PROBLEM DETAILS: Could you write out each entry exactly as it reads?

[Stored data entries]
=== Begin Enclosure ===

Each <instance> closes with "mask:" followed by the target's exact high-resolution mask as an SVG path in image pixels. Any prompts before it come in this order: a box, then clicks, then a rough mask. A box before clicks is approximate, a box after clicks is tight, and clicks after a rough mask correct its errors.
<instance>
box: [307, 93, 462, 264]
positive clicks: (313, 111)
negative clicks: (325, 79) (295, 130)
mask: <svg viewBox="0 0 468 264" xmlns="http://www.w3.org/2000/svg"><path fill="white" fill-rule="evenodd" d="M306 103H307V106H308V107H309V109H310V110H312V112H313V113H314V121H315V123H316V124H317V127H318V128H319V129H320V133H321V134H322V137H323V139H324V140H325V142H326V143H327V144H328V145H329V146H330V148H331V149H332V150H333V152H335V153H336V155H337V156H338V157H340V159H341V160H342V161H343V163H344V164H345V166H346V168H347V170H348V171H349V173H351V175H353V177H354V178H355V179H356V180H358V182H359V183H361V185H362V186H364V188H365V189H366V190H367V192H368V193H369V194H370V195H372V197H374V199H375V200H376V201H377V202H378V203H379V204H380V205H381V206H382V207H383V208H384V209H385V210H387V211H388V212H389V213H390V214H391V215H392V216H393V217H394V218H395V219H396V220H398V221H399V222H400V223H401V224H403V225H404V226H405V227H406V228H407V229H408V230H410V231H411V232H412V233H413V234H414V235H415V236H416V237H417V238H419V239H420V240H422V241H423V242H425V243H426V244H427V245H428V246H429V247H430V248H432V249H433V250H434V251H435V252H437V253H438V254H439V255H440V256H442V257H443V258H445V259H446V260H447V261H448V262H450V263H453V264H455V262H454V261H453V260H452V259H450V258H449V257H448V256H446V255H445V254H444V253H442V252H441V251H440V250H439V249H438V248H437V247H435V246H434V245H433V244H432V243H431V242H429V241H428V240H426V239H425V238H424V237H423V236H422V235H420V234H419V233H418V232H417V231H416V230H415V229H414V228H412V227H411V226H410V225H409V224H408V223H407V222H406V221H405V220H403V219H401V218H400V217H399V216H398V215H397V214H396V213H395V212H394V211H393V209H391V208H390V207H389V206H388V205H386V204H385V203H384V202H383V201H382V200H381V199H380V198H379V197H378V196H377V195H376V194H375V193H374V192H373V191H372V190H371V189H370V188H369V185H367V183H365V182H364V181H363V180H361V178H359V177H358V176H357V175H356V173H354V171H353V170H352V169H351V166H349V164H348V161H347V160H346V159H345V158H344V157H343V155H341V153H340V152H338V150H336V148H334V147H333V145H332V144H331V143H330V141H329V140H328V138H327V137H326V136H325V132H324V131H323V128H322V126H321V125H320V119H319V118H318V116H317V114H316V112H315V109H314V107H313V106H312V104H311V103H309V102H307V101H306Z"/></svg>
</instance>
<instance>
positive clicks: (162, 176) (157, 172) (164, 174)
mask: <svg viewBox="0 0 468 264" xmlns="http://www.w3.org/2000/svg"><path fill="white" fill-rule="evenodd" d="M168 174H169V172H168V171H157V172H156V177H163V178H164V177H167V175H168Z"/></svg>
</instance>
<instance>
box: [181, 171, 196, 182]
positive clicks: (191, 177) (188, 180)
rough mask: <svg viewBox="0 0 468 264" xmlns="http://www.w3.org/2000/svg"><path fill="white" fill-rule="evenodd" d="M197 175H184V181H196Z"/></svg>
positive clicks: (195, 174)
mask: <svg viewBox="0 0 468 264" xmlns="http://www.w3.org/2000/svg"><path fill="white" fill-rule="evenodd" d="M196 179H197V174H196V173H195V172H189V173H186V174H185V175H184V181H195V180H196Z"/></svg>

=== End Enclosure ===

TASK ANSWER:
Each <instance> closes with "mask:" followed by the target's exact high-resolution mask as an SVG path in image pixels. Any prompts before it come in this order: a box, then clicks, then a rough mask. A box before clicks is approximate, a box after clicks is tight, and clicks after a rough mask correct its errors.
<instance>
box: [307, 93, 462, 264]
positive clicks: (313, 111)
negative clicks: (325, 79) (295, 130)
mask: <svg viewBox="0 0 468 264" xmlns="http://www.w3.org/2000/svg"><path fill="white" fill-rule="evenodd" d="M306 103H307V106H308V107H309V109H310V110H312V112H313V113H314V121H315V123H316V124H317V127H318V128H319V129H320V133H321V134H322V137H323V139H324V140H325V142H326V143H327V144H328V145H329V146H330V148H331V149H332V150H333V152H335V153H336V155H337V156H338V157H340V159H341V160H342V161H343V163H344V164H345V166H346V168H347V170H348V171H349V173H351V175H353V177H354V178H355V179H356V180H358V182H359V183H361V185H362V186H364V188H365V189H366V190H367V192H368V193H369V194H370V195H372V197H374V199H375V200H376V201H377V202H378V203H379V204H380V205H381V206H382V207H383V208H384V209H385V210H387V211H388V212H389V213H390V214H391V215H392V216H393V217H394V218H395V219H396V220H398V221H399V222H400V223H401V224H403V225H404V226H405V227H406V228H407V229H408V230H410V231H411V232H412V233H413V234H414V235H415V236H416V237H417V238H419V239H420V240H422V241H423V242H425V243H426V244H427V245H428V246H429V247H430V248H432V249H433V250H434V251H435V252H437V253H438V254H439V255H440V256H442V257H443V258H445V259H446V260H447V261H448V262H450V263H453V264H455V262H454V261H453V260H452V259H450V258H449V257H448V256H446V255H445V254H444V253H442V252H441V251H440V250H439V249H438V248H437V247H435V246H434V245H433V244H432V243H431V242H429V241H428V240H426V239H425V238H424V237H423V236H422V235H420V234H419V233H418V232H417V231H416V230H415V229H414V228H412V227H411V226H410V225H409V224H408V223H407V222H406V221H405V220H403V219H401V218H400V217H399V216H398V215H397V214H396V213H395V212H394V211H393V209H391V208H390V207H389V206H388V205H386V204H385V203H384V202H383V201H382V200H381V199H380V198H379V197H378V196H377V195H376V194H375V193H374V192H373V191H372V190H371V189H370V188H369V185H367V183H365V182H364V181H363V180H361V178H359V177H358V176H357V175H356V173H354V171H353V170H352V169H351V166H349V164H348V161H347V160H346V159H345V158H344V157H343V155H341V153H340V152H338V150H336V148H334V147H333V145H332V144H331V143H330V141H329V140H328V138H327V137H326V136H325V132H324V131H323V128H322V126H321V125H320V119H319V118H318V116H317V114H316V112H315V109H314V107H313V106H312V104H311V103H309V102H307V101H306Z"/></svg>
</instance>
<instance>
positive clicks: (162, 176) (157, 172) (164, 174)
mask: <svg viewBox="0 0 468 264" xmlns="http://www.w3.org/2000/svg"><path fill="white" fill-rule="evenodd" d="M168 174H169V172H168V171H157V172H156V177H163V178H164V177H167V175H168Z"/></svg>
</instance>
<instance>
box: [181, 171, 196, 182]
positive clicks: (191, 177) (188, 180)
rough mask: <svg viewBox="0 0 468 264" xmlns="http://www.w3.org/2000/svg"><path fill="white" fill-rule="evenodd" d="M197 175H184V181H196Z"/></svg>
positive clicks: (195, 174)
mask: <svg viewBox="0 0 468 264" xmlns="http://www.w3.org/2000/svg"><path fill="white" fill-rule="evenodd" d="M196 179H197V174H196V173H195V172H189V173H186V174H185V175H184V181H195V180H196Z"/></svg>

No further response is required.